_What the task requires_. Filter the entries below, keeping only lines with "expected".

_Data listing_.
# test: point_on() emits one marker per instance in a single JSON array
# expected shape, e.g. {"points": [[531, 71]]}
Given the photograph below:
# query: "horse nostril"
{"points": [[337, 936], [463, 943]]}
==
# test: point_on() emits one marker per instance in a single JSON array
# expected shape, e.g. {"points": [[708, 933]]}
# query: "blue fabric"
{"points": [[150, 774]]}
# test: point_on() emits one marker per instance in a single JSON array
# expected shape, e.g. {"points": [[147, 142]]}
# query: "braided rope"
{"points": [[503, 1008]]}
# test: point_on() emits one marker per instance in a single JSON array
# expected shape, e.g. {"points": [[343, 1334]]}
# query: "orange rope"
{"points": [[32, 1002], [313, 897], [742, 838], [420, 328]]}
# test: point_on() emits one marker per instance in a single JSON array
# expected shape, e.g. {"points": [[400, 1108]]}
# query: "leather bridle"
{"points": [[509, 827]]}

_Completed exercise_.
# expected shape, e.g. {"points": [[531, 71]]}
# expected shape, e.g. {"points": [[708, 933]]}
# expected shape, e.g. {"points": [[147, 142]]}
# expected shape, e.g. {"points": [[343, 1334]]}
# expected shape, e.g. {"points": [[400, 1108]]}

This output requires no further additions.